Texte extrait>
▬▬▬▬▬▬

De l’autre côté de la Seine, où des canards barbotent sans devoir éviter les bateaux-mouches, l’Assemblée nationale est à l’arrêt, ou presque. Même chose plus loin pour le Sénat.
Paysage de carte postale à Montmartre, quasi vide
Quelques kilomètres plus au nord, toujours le même soleil à Montmartre. Ici, un peu plus de monde. On croise aussi beaucoup plus de forces de l’ordre. Des gendarmes à cheval devant la place du Tertre, vidée de ses dessinateurs, des policiers en voitures, à pied. Et même des militaires, en formation vigipirate, au pied du Sacré-Cœur. Mais très peu de promeneurs. Le quartier est habituellement noir de monde et de touristes. Maintenant, les restaurants sont tous fermés. Pour longtemps encore.

▬▬▬▬▬▬

Entrées fournies>

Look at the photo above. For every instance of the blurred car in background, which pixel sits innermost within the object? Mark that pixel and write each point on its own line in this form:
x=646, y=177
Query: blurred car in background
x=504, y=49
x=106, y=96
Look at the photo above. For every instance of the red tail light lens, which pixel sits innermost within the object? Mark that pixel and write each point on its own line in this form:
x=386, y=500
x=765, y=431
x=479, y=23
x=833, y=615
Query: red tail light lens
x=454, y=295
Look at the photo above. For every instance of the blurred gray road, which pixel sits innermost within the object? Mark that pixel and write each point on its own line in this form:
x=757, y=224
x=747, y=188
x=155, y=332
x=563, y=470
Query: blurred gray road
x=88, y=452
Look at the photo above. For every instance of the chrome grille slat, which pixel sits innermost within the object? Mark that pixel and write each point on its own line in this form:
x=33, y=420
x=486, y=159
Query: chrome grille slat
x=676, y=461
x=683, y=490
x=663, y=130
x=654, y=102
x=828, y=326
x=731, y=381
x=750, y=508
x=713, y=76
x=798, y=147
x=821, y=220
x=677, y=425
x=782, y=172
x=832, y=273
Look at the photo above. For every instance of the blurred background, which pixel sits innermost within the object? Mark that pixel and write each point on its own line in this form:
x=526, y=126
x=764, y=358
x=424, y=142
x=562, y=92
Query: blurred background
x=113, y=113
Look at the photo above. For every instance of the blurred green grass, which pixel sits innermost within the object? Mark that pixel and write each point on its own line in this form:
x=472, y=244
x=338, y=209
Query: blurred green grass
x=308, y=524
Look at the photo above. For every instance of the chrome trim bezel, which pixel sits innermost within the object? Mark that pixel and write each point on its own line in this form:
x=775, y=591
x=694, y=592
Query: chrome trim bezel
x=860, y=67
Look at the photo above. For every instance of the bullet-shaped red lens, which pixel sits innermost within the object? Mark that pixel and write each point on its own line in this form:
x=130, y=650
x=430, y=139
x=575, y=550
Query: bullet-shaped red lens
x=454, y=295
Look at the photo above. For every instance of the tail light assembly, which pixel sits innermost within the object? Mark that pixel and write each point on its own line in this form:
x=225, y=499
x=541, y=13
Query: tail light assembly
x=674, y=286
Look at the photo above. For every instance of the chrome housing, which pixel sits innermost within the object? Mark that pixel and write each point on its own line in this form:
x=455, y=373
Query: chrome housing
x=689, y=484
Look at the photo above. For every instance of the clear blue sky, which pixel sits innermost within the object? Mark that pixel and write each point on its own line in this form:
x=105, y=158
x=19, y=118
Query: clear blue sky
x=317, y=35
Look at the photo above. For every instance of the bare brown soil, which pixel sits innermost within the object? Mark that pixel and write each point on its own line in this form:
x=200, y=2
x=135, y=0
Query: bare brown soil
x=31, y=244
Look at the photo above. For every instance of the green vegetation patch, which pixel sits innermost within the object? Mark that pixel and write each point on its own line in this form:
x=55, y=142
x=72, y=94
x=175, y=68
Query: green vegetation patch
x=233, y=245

▬▬▬▬▬▬

Reproduisez à l'identique le passage du texte extrait en commençant à « Paysage de carte » et en terminant à « Pour longtemps encore. ».

Tâche accomplie>
Paysage de carte postale à Montmartre, quasi vide
Quelques kilomètres plus au nord, toujours le même soleil à Montmartre. Ici, un peu plus de monde. On croise aussi beaucoup plus de forces de l’ordre. Des gendarmes à cheval devant la place du Tertre, vidée de ses dessinateurs, des policiers en voitures, à pied. Et même des militaires, en formation vigipirate, au pied du Sacré-Cœur. Mais très peu de promeneurs. Le quartier est habituellement noir de monde et de touristes. Maintenant, les restaurants sont tous fermés. Pour longtemps encore.